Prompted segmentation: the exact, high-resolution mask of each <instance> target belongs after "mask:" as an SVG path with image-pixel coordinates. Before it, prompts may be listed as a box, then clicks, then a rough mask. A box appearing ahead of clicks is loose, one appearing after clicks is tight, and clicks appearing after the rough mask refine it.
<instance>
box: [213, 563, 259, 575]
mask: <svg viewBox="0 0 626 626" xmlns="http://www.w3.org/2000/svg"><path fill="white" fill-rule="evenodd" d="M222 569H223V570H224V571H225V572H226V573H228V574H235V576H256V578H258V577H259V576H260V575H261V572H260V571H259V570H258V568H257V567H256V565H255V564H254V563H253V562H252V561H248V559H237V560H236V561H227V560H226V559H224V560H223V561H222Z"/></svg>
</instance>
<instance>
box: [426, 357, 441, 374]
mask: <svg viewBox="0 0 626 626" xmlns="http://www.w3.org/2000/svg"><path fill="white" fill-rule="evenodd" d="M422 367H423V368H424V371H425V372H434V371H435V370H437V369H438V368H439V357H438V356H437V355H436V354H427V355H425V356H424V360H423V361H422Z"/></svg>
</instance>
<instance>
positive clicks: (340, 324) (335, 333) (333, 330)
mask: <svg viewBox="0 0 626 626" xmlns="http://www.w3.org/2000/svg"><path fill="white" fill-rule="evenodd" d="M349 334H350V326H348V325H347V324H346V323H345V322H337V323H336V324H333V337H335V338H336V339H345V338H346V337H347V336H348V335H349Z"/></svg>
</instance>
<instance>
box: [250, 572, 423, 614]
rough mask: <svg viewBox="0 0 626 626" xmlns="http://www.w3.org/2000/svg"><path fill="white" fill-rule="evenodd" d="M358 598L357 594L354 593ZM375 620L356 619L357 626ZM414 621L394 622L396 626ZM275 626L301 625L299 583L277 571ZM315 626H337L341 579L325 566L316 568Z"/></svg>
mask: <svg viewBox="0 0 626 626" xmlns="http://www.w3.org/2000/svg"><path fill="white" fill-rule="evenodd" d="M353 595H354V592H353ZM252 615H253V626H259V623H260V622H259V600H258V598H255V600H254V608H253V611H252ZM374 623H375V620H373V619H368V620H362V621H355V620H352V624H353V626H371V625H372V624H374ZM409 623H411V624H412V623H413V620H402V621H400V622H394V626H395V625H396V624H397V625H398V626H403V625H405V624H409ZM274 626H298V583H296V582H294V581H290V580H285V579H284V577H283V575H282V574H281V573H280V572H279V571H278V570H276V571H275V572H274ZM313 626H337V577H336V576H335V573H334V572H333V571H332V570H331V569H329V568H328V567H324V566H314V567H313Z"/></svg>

▸ YOUR TASK: All records shown above are to be reproduced without any alteration.

▸ ANSWER TO THIS PROBLEM:
Prompted segmentation: the exact, high-resolution mask of each <instance> target belongs after "mask:" as an SVG path with image-pixel coordinates. Before it, prompts may be listed as a box, then clicks, then a rough mask. A box appearing ahead of clicks is loose, one appearing after clicks is tight, and clicks appearing after the rough mask refine it.
<instance>
box: [213, 563, 259, 575]
mask: <svg viewBox="0 0 626 626" xmlns="http://www.w3.org/2000/svg"><path fill="white" fill-rule="evenodd" d="M222 569H223V570H224V571H225V572H226V573H228V574H235V576H256V578H258V577H259V576H260V575H261V572H260V571H259V570H258V568H257V567H256V565H255V564H254V563H253V562H252V561H248V559H237V560H236V561H227V560H226V559H224V560H223V561H222Z"/></svg>
</instance>
<instance>
box: [426, 357, 441, 374]
mask: <svg viewBox="0 0 626 626" xmlns="http://www.w3.org/2000/svg"><path fill="white" fill-rule="evenodd" d="M422 367H423V368H424V371H425V372H434V371H435V370H437V369H438V368H439V357H438V356H437V355H436V354H427V355H425V356H424V360H423V361H422Z"/></svg>
</instance>
<instance>
positive clicks: (340, 324) (335, 333) (333, 330)
mask: <svg viewBox="0 0 626 626" xmlns="http://www.w3.org/2000/svg"><path fill="white" fill-rule="evenodd" d="M349 334H350V326H348V325H347V324H346V323H345V322H337V323H336V324H333V337H335V338H336V339H345V338H346V337H347V336H348V335H349Z"/></svg>
</instance>
<instance>
box: [250, 572, 423, 614]
rough mask: <svg viewBox="0 0 626 626" xmlns="http://www.w3.org/2000/svg"><path fill="white" fill-rule="evenodd" d="M358 598L357 594L354 593ZM375 620L356 619L357 626ZM414 621L394 622L396 626ZM275 626L301 625L299 583L277 571ZM315 626H337L341 579L325 566L316 568Z"/></svg>
mask: <svg viewBox="0 0 626 626" xmlns="http://www.w3.org/2000/svg"><path fill="white" fill-rule="evenodd" d="M353 595H354V592H353ZM252 615H253V626H259V623H260V622H259V600H258V598H255V600H254V608H253V611H252ZM374 623H375V620H373V619H368V620H362V621H355V620H352V624H353V626H371V625H372V624H374ZM409 623H411V624H412V623H413V620H402V621H400V622H394V626H395V625H396V624H397V625H398V626H403V625H405V624H409ZM274 626H298V583H296V582H294V581H290V580H285V579H284V577H283V575H282V574H281V573H280V572H279V571H278V570H276V571H275V572H274ZM313 626H337V577H336V576H335V573H334V572H333V571H332V570H331V569H329V568H328V567H324V566H314V567H313Z"/></svg>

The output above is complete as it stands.